WHAT IS ASKED: Put every line of the items below into a Markdown table with two columns, Row and Item line, leaving out blank lines and the pictures.

ENTRIES:
━━━━━━━━━━━━━━━━━━━━━━━━━━━━━━

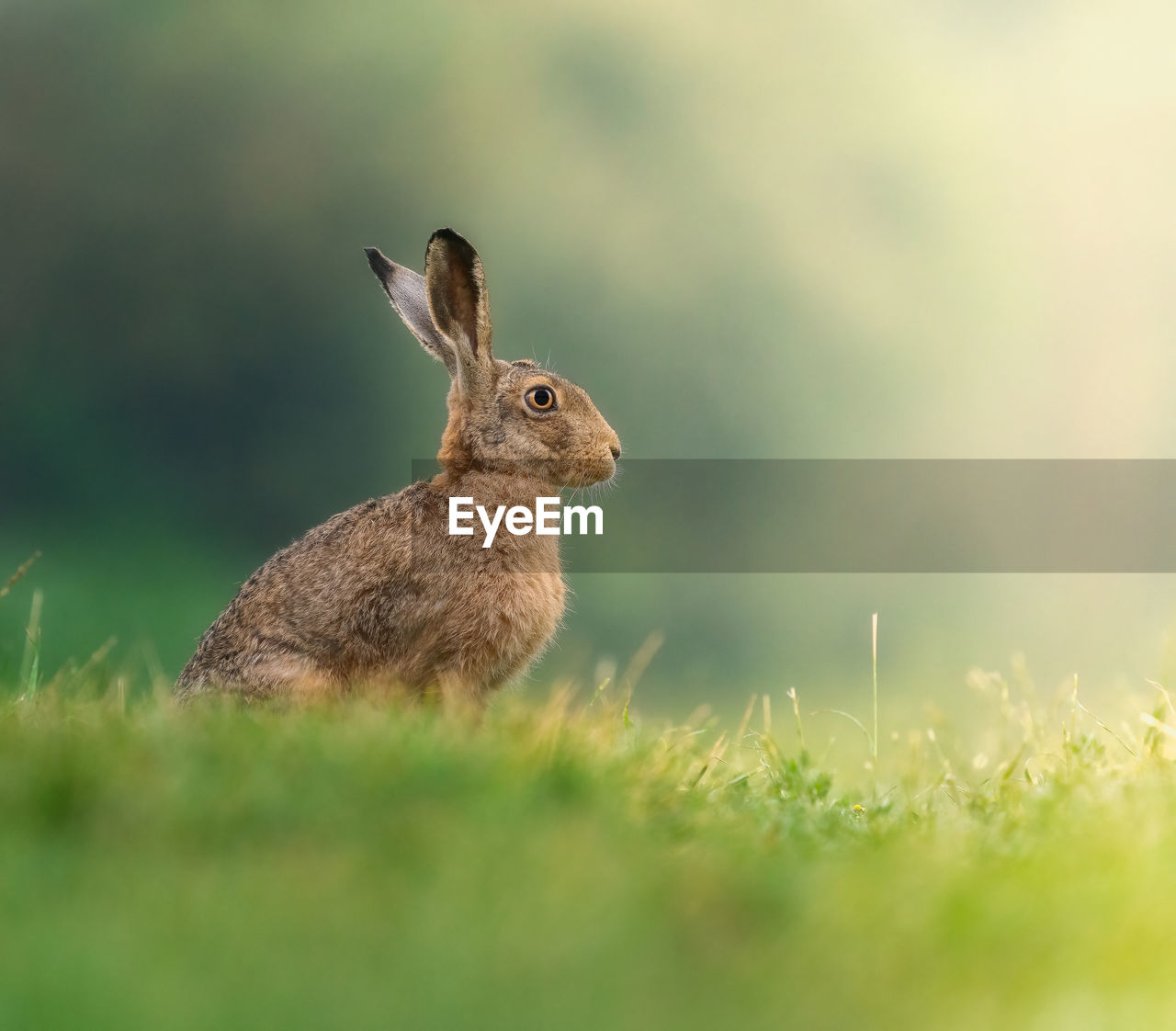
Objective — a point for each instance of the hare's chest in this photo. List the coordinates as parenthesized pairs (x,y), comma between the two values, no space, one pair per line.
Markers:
(513,618)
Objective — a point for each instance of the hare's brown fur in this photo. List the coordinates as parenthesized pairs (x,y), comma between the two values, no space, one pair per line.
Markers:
(381,594)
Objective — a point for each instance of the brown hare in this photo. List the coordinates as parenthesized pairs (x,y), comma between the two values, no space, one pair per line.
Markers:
(383,594)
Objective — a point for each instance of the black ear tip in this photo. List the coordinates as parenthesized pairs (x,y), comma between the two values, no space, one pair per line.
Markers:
(375,259)
(450,236)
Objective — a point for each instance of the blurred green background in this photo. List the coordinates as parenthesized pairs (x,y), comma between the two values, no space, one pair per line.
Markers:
(809,230)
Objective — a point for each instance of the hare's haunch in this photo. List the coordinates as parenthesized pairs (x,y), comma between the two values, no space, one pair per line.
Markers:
(382,594)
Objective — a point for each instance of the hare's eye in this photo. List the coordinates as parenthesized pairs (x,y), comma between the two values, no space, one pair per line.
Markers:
(541,399)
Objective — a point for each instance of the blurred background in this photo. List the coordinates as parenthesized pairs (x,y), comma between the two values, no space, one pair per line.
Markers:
(808,230)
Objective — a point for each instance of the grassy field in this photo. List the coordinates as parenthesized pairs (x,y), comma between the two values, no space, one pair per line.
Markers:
(563,866)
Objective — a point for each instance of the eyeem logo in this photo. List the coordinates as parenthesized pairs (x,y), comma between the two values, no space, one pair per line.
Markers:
(545,520)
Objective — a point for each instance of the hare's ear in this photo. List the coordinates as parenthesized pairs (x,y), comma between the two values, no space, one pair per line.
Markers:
(458,297)
(410,297)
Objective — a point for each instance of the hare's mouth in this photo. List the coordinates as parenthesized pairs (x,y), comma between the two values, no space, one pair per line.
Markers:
(597,474)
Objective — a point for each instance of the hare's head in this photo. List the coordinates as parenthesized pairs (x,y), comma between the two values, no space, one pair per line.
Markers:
(513,417)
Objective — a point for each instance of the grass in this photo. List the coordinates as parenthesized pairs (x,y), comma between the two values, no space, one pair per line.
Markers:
(565,866)
(359,866)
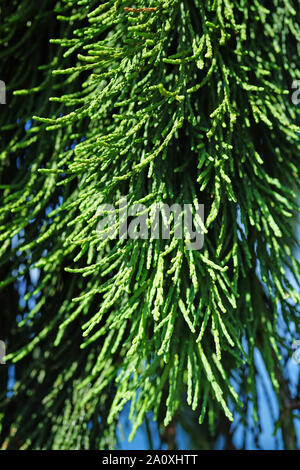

━━━━━━━━━━━━━━━━━━━━━━━━━━━━━━

EXERCISE RESULT:
| Row | Item line |
|---|---|
| 1 | Objective — a point for each instance of the hare's chest in this photo. List the coordinates as parenthesized pairs (x,y), comma between the two values, no space, one pair per line. |
| 2 | Markers: |
| 3 | (513,618) |
| 4 | Objective — a point for each instance of the hare's brown fur in this photo. List the coordinates as parenthesized pairs (x,y), comma between the two values, no space, one pair per line. |
| 5 | Markers: |
| 6 | (381,594) |
| 7 | Objective — a point for each instance of the brown hare in this photo. List the coordinates as parenthesized pairs (x,y), comma between the two values, no space, one pair per line. |
| 8 | Markers: |
| 9 | (383,594) |
| 10 | Objective — a point for each instance of the black ear tip in this photo. List the coordinates as parenthesized pairs (x,y), comma between the two values, no space, one pair per line. |
| 11 | Markers: |
| 12 | (375,259) |
| 13 | (450,236) |
| 14 | Objective — a point for each instance of the blurred green background in this photo. List the coordinates as parenthesized pairs (x,y), comma between the two values, no space, one pair per line. |
| 15 | Markers: |
| 16 | (809,230) |
| 17 | Objective — a point for each instance of the hare's haunch in this photo. List the coordinates as parenthesized pairs (x,y), comma between the two values, no space, one pair per line. |
| 18 | Markers: |
| 19 | (382,594) |
| 20 | Objective — a point for each instance of the hare's eye in this photo. List the coordinates as parenthesized pairs (x,y), comma between the two values, no space, one pair per line. |
| 21 | Markers: |
| 22 | (541,399) |
| 23 | Objective — a point for each instance of the blurred background in this photo. List the coordinates as parenthesized pairs (x,y), comma between the two values, no space, one pair per line. |
| 24 | Markers: |
| 25 | (808,230) |
| 26 | Objective — a point for each instance of the grassy field in this photo. List the coordinates as parenthesized pairs (x,y), comma between the two values, no space, one pair per line. |
| 27 | Markers: |
| 28 | (563,866) |
| 29 | Objective — a point for each instance of the eyeem logo in this photo. List the coordinates as parenthesized pairs (x,y), comma between the two values, no space, one pair per line. |
| 30 | Markers: |
| 31 | (545,520) |
| 32 | Objective — a point for each instance of the hare's ear in this photo. List the coordinates as parenthesized pairs (x,y), comma between the two values, no space, one pair per line. |
| 33 | Markers: |
| 34 | (458,297) |
| 35 | (410,297) |
| 36 | Objective — a point for each instance of the hare's mouth in this photo. List the coordinates as parenthesized pairs (x,y), comma between the two values, no space, one pair per line. |
| 37 | Markers: |
| 38 | (597,474) |
| 39 | Objective — a point for each instance of the hare's head in this photo. List the coordinates as parenthesized pairs (x,y), comma between the two values, no space, one pair per line. |
| 40 | Markers: |
| 41 | (513,417) |
| 42 | Objective — a point for each instance of the grass in this photo. List the coordinates as parenthesized pairs (x,y), comma between the two values, no space, one pair per line. |
| 43 | Markers: |
| 44 | (565,866) |
| 45 | (359,866) |